What needs to be done:
Repeat the passage of the text about Chris Snow word for word, starting at "ALS (Amyotrophic lateral" and ending at "explained in 2019.".

Chris Snow, the assistant general manager of the Calgary Flames, passed away on Saturday after a four-year battle with ALS. He was 42.
Snow is survived by his two children, Cohen and Willa, and wife, Kelsie, who reported his death on Twitter, which came three days after she had announced that he’d suffered a catastrophic brain injury after going into cardiac arrest.
“We will never replace a person like Chris,” Flames general manager Craig Conroy said Saturday. “We simply pay tribute to him by moving forward with the same passion that he brought to his life each day.”
ALS (Amyotrophic lateral sclerosis), also known as Lou Gehrig’s disease, is a rare neurological disease that primarily affects nerve cells responsible for controlling voluntary muscle movement, and has no known cure. It is named after the former New York Yankee slugger, who was famously known as the “Iron Horse” and set the original consecutive-games played streak of 2,130 before removing himself from the team’s lineup on May 2, 1939, due to his declining performance.
The disease is all too familiar to Snow’s family, having already claimed the lives of his father, Bob, two uncles, and a cousin. He was diagnosed with the disease in June 2019, but kept working in his job with the Flames and exceeded the 12-month prognosis originally given him, due to an experimental drug that worked by “silencing the effects of the mutated gene,” as Kelsie Snow explained in 2019.
“I am devastated with the loss of our dear friend and colleague, Chris Snow,” ex-Flames GM Brad Treliving said in a statement. “Chris inspired us all as he faced the relentless battle with ALS head-on, refusing to let it define him or derail his spirit.”

Data records:

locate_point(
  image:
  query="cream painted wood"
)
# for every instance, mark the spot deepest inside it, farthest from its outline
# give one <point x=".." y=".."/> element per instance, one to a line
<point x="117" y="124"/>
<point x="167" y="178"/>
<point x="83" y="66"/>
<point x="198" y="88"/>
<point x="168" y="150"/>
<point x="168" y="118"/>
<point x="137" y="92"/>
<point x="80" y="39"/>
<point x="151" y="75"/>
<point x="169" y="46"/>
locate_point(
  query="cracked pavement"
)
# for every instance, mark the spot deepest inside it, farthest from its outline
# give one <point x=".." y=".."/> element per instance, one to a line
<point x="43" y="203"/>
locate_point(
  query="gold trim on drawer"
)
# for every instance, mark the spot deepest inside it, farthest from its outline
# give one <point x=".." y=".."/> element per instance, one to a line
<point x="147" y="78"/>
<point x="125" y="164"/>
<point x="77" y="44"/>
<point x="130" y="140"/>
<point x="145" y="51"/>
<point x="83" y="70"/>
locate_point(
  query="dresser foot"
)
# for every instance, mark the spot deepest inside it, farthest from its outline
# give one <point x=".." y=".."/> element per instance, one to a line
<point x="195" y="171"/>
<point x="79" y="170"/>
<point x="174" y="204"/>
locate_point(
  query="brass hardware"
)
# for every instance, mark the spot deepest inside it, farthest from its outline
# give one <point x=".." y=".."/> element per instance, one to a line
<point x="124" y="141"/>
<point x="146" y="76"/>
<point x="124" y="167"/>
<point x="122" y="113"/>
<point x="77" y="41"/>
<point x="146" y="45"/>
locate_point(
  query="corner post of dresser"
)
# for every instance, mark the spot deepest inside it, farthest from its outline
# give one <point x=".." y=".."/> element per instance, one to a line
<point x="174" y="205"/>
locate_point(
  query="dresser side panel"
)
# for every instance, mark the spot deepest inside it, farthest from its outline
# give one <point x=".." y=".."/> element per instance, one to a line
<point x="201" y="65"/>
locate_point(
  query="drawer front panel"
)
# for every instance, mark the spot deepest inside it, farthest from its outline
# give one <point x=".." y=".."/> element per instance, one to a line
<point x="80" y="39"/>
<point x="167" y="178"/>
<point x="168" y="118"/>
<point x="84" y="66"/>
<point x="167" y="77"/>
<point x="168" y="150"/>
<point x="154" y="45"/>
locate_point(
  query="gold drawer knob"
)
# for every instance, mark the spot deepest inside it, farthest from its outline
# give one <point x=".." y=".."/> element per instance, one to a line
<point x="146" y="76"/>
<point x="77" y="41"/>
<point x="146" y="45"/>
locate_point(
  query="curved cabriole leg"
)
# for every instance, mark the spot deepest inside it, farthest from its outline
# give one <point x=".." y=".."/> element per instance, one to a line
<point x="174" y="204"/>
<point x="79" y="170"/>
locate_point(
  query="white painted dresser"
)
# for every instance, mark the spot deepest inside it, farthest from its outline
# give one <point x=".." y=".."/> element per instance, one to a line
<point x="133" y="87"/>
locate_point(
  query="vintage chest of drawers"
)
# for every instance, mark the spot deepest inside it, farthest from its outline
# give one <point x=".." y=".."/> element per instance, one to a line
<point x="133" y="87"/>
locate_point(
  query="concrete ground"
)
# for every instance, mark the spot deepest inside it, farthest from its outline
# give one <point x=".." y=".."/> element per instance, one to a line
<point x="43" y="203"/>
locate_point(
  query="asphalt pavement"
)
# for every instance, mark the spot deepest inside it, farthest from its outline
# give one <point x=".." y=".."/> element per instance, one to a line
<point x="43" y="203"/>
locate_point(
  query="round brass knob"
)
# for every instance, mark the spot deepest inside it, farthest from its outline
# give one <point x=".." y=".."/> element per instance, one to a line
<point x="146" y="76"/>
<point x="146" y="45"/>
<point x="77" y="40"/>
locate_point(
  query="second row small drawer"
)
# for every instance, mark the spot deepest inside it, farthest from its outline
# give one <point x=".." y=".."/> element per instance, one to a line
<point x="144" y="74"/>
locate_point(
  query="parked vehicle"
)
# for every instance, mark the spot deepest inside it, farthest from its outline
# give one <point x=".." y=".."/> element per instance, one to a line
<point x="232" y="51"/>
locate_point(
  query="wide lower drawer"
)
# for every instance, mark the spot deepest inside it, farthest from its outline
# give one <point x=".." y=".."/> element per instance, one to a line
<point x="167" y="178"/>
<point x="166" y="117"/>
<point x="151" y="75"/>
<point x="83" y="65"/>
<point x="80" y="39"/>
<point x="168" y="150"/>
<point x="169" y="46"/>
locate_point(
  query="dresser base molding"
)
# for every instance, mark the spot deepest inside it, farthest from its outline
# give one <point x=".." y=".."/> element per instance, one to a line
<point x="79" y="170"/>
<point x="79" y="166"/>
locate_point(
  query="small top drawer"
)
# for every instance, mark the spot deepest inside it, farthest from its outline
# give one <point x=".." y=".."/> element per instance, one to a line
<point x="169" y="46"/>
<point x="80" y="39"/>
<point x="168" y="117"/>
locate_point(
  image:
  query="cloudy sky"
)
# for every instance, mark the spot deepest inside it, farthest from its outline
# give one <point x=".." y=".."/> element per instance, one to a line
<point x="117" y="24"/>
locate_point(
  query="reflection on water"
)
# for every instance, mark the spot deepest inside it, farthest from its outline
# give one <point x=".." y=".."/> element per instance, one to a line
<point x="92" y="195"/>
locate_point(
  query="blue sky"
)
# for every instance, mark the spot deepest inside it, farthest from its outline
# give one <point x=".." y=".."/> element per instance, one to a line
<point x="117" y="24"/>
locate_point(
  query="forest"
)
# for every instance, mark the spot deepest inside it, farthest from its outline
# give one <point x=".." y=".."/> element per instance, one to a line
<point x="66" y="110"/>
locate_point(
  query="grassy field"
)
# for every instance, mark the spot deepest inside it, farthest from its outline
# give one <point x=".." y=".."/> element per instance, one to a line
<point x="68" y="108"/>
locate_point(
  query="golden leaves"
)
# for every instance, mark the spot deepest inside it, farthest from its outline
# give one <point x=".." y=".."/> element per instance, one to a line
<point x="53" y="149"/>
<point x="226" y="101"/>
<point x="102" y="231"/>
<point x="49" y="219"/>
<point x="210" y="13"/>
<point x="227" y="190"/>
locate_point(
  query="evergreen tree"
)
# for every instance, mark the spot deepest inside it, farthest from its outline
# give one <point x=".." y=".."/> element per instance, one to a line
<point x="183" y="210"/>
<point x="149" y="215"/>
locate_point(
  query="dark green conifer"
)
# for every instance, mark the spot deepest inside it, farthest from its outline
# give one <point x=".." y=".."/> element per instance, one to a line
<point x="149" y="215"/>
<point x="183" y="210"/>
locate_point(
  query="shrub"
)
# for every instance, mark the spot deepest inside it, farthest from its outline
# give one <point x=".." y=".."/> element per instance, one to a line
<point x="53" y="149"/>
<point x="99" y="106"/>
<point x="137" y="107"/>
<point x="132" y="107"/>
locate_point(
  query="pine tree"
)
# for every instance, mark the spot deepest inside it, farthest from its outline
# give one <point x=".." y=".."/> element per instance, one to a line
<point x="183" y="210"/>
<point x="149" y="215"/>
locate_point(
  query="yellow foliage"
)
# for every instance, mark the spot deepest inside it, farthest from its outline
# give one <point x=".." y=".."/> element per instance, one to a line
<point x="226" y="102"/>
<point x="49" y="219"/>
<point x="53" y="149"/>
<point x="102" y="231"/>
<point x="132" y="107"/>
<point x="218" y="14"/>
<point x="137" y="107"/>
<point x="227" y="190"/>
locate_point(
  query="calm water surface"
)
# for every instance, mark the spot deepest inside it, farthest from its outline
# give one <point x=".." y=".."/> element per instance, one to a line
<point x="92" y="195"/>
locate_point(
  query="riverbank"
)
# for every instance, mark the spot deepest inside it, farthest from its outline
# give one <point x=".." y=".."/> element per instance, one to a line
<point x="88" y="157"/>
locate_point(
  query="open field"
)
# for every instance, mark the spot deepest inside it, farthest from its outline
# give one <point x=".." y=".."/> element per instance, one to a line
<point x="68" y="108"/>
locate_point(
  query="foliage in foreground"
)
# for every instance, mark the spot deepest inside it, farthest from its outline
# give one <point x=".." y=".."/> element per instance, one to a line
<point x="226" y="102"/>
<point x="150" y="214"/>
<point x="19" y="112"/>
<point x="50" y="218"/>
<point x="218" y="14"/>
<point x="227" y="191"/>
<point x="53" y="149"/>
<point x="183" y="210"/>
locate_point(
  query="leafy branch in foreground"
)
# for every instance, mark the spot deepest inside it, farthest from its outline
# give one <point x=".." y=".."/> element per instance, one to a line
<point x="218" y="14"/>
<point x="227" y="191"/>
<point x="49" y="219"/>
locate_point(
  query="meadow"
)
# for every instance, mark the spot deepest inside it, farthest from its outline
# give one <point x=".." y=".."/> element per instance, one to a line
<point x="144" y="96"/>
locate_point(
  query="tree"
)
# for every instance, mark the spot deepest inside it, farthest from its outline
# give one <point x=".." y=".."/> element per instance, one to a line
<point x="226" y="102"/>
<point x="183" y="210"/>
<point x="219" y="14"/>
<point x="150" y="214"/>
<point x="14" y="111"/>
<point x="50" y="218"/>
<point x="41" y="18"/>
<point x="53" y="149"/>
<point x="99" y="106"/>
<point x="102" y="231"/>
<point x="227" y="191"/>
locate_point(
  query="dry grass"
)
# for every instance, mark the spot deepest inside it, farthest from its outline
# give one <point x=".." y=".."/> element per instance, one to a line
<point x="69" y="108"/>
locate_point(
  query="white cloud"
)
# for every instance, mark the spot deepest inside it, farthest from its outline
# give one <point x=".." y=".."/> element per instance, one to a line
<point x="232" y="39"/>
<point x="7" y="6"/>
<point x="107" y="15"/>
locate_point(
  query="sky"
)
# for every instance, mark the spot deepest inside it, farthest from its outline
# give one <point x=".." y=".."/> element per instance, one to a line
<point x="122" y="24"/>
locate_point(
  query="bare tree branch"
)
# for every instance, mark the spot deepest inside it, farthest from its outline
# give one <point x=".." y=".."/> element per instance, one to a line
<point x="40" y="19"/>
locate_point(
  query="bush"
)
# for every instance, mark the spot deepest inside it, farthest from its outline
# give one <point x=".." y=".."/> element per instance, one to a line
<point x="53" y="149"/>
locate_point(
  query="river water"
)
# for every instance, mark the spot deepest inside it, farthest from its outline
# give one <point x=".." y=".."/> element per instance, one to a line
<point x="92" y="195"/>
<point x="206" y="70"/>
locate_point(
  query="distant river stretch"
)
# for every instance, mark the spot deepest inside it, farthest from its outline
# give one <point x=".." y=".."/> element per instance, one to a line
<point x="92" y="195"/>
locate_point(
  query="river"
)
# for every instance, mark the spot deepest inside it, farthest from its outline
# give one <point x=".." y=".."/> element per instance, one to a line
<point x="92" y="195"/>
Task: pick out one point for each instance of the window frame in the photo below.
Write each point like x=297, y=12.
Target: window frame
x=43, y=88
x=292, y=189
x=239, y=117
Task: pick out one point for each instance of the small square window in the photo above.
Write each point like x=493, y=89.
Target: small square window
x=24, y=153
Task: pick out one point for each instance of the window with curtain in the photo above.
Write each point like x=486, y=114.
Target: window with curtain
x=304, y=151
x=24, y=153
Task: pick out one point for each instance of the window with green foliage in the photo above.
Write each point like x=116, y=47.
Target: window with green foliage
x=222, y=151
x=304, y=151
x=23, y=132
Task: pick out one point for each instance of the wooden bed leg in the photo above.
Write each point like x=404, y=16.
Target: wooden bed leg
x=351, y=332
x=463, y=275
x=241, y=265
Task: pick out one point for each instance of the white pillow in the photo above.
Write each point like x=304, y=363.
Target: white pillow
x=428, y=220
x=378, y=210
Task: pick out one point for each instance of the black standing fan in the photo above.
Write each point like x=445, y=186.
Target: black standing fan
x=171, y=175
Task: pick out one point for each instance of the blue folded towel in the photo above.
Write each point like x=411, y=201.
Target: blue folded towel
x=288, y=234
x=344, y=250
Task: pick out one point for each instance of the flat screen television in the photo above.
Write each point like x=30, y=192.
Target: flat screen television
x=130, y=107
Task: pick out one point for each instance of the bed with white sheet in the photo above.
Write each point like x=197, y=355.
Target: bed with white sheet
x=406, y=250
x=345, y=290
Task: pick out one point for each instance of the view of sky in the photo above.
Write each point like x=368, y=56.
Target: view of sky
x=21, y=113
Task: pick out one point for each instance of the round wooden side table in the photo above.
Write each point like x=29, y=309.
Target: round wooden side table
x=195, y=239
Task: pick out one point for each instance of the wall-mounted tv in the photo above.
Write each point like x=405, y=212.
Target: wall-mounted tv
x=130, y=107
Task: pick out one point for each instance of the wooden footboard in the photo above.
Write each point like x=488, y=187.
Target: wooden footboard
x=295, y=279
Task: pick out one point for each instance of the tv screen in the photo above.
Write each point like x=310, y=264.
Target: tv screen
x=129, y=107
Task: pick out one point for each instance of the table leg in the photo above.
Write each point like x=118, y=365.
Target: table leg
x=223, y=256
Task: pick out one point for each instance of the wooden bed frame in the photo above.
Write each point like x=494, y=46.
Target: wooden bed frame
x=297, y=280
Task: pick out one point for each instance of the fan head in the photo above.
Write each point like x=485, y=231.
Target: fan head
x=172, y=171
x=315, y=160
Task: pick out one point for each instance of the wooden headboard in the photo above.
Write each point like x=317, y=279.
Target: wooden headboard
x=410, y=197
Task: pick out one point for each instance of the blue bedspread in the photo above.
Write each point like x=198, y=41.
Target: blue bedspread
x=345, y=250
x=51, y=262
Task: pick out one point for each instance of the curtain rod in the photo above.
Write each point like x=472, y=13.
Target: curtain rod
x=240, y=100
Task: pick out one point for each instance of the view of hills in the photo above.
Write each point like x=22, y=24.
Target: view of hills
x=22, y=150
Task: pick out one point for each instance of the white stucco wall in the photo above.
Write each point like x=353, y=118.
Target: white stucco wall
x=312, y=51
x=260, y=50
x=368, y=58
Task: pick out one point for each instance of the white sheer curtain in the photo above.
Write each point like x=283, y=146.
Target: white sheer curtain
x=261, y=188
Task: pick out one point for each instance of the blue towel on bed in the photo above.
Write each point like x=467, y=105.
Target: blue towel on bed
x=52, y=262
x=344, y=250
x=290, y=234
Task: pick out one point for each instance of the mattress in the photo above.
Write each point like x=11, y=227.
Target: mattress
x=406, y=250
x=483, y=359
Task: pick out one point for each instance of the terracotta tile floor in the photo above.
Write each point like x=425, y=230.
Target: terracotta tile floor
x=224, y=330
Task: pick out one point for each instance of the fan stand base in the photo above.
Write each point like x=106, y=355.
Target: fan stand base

Answer to this problem:
ALS (Amyotrophic lateral sclerosis), also known as Lou Gehrig’s disease, is a rare neurological disease that primarily affects nerve cells responsible for controlling voluntary muscle movement, and has no known cure. It is named after the former New York Yankee slugger, who was famously known as the “Iron Horse” and set the original consecutive-games played streak of 2,130 before removing himself from the team’s lineup on May 2, 1939, due to his declining performance.
The disease is all too familiar to Snow’s family, having already claimed the lives of his father, Bob, two uncles, and a cousin. He was diagnosed with the disease in June 2019, but kept working in his job with the Flames and exceeded the 12-month prognosis originally given him, due to an experimental drug that worked by “silencing the effects of the mutated gene,” as Kelsie Snow explained in 2019.